### ESERCIZIO ASSEGNATO A
Trascrivi dall'articolo sulla riforma del Mes il passo che va da "Il lungo tormentone" a "finora rimasti bloccati.".

### SEGMENTO DI TESTO
....

Eugenio Fatigante mercoledì 11 dicembre 2019
La tensione in Senato si stempera ancor prima del voto finale, quando Giuseppe Conte raccoglie le sue carte e lascia l’aula poco dopo le 19 e 30. È il segnale che, fatti i conteggi fra assenti e ribelli, anche a Palazzo Chigi si sta tranquilli: la "spallata" non ci sarà.

Il lungo tormentone della revisione del Mes, il Meccanismo europeo di stabilità, che nelle ultime tre settimane ha inchiodato (e infuocato) il dibattito politico in Italia su spinta di Matteo Salvini, si chiude - ma solo per il momento - all’accensione del tabellone luminoso che certifica i 165 sì. È il via libera, dopo l’ennesima seduta infuocata, alla risoluzione unitaria di maggioranza (sulla quale era stato chiuso un faticoso accordo alle due e mezza dell’altra notte) improntata alla logica - in sé contraddittoria - del "pacchetto per tappe": a inizio 2020 il via libera "condizionato" a questa riforma del salva-Stati, poi, entro il 2024, gli altri passaggi sull’Unione bancaria e sulla garanzia comune europea sui depositi bancari, finora rimasti bloccati.

Un via libera "a tempo" perché la principale novità concordata è stata che ci sarà un nuovo passaggio in Parlamento a gennaio del 2020, preliminare al primo Eurogruppo dei ministri finanziari che tornerà a occuparsi del fondo salva-Stati (il testo di ieri tecnicamente riguardava solo il mandato a Conte in vista del Consiglio Europeo di oggi e domani a Bruxelles).

Nel documento infatti è stato inserito il «pieno coinvolgimento delle Camere in ogni passaggio», per approfondire i «punti critici» ed escludere restrizioni sui titoli sovrani detenuti dalle banche. «Senza chiarezza non approviamo niente, vogliamo essere sicuri al 200%, non firmerò finché i soldi degli italiani non saranno sicuri», sintetizza da Tirana, in Albania, il ministro degli Esteri, Luigi Di Maio.

....

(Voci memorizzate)
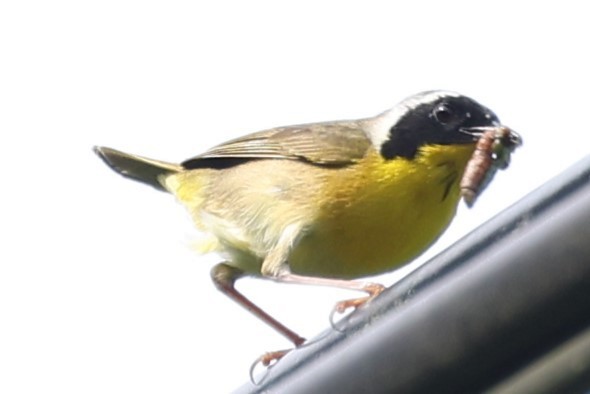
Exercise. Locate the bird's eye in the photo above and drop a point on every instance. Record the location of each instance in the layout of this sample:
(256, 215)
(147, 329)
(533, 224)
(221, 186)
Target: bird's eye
(443, 114)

....

### ESERCIZIO ASSEGNATO B
Ripeti senza alcuna modifica tutti i record riportati qui sopra, omettendo le immagini dalla risposta.

### SOLUZIONE ESERCIZIO A
Il lungo tormentone della revisione del Mes, il Meccanismo europeo di stabilità, che nelle ultime tre settimane ha inchiodato (e infuocato) il dibattito politico in Italia su spinta di Matteo Salvini, si chiude - ma solo per il momento - all’accensione del tabellone luminoso che certifica i 165 sì. È il via libera, dopo l’ennesima seduta infuocata, alla risoluzione unitaria di maggioranza (sulla quale era stato chiuso un faticoso accordo alle due e mezza dell’altra notte) improntata alla logica - in sé contraddittoria - del "pacchetto per tappe": a inizio 2020 il via libera "condizionato" a questa riforma del salva-Stati, poi, entro il 2024, gli altri passaggi sull’Unione bancaria e sulla garanzia comune europea sui depositi bancari, finora rimasti bloccati.

### SOLUZIONE ESERCIZIO B
Exercise. Locate the bird's eye in the photo above and drop a point on every instance. Record the location of each instance in the layout of this sample:
(256, 215)
(147, 329)
(533, 224)
(221, 186)
Target: bird's eye
(443, 114)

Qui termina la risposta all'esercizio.